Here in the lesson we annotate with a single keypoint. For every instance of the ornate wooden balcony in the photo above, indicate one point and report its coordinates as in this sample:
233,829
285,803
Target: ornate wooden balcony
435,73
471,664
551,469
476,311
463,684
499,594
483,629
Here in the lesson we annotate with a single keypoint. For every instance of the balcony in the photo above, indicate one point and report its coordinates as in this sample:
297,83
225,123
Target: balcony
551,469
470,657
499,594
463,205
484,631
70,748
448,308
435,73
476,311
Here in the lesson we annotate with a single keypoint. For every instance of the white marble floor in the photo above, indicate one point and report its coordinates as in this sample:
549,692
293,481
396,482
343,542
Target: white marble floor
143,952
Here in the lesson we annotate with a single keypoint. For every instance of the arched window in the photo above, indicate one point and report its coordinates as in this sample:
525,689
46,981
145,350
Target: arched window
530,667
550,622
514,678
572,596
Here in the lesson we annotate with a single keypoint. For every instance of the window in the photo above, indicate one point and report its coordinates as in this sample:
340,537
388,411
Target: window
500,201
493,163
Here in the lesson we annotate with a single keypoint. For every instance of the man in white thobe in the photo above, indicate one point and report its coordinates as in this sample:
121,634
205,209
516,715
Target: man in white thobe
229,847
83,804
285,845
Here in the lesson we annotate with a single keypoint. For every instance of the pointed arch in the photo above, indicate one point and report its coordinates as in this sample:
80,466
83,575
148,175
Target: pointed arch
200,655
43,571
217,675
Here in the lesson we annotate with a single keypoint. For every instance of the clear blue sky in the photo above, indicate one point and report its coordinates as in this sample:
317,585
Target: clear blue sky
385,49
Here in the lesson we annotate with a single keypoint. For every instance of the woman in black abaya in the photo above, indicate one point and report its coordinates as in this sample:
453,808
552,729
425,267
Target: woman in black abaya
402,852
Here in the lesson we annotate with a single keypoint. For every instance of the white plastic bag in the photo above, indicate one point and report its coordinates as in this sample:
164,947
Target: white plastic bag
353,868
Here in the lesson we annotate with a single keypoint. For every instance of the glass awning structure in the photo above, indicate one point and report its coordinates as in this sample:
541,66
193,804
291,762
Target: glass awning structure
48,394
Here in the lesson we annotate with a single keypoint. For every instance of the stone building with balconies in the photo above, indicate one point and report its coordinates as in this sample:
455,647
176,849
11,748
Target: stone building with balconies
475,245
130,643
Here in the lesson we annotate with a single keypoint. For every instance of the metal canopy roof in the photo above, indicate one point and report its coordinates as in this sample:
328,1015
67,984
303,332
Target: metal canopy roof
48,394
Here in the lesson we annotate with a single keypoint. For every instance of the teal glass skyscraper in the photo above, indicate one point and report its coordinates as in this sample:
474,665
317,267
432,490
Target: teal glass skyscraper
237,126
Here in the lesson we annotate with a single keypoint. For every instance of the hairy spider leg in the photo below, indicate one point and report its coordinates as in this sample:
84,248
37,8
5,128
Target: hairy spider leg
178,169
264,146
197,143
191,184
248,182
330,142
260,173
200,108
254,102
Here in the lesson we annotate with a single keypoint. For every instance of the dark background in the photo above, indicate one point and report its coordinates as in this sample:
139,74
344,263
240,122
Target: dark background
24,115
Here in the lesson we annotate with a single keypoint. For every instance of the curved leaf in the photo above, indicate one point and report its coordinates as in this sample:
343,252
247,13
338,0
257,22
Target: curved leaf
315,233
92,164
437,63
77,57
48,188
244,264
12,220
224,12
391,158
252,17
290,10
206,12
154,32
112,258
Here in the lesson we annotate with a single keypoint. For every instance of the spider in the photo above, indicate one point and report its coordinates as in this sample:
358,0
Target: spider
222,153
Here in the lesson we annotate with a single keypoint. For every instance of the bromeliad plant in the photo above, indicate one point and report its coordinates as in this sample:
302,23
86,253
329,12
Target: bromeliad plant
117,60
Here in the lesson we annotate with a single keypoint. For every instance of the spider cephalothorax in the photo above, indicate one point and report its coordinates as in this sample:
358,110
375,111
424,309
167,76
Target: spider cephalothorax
════
Problem details →
Rewrite the listing from the line holding "of the hairy" through the end of the listing, inclusive, swapping "indicate one point" for "mark a single point" and changing nothing else.

The reply →
Here in the lesson we annotate with a single keypoint. For every instance of the hairy spider leg in the photo below, mark a single point and report its coordinates as in this sample:
84,248
37,8
5,128
Target: hairy spider leg
178,169
264,146
197,143
191,184
248,182
330,142
260,173
200,108
254,102
Here in the lesson we annotate with a single keypoint. For every instance of the dark background in the photo above, mark a single point and report its coordinates as in this sample:
139,74
344,263
240,122
Target: dark background
24,115
Here in the lesson we annotate with a single keypoint. For every instance of the curved leaf in the photo above, mark a single point and report its coordinates as in this sample:
343,252
247,13
338,0
257,22
Target: curved leaf
315,233
92,164
437,63
77,57
48,188
244,264
12,220
224,12
391,158
252,17
290,10
206,12
154,32
112,258
Here in the lesson we annotate with a single keypoint. For every instance of the spider in the photo above, mark a single point and report its coordinates as in this sample:
358,0
Target: spider
222,153
Here in the lesson we annotate with a single keypoint. For every instance of the bromeliad plant in the photo above, mark a single point and report its coordinates as in this sample:
302,23
86,253
329,12
Target: bromeliad plant
117,60
Here in the lesson we annotate with a single keypoint. For every instance of the spider cephalothorax in the photo above, mark a single point and report its coordinates as in this sample:
358,110
375,111
424,309
167,76
Target: spider cephalothorax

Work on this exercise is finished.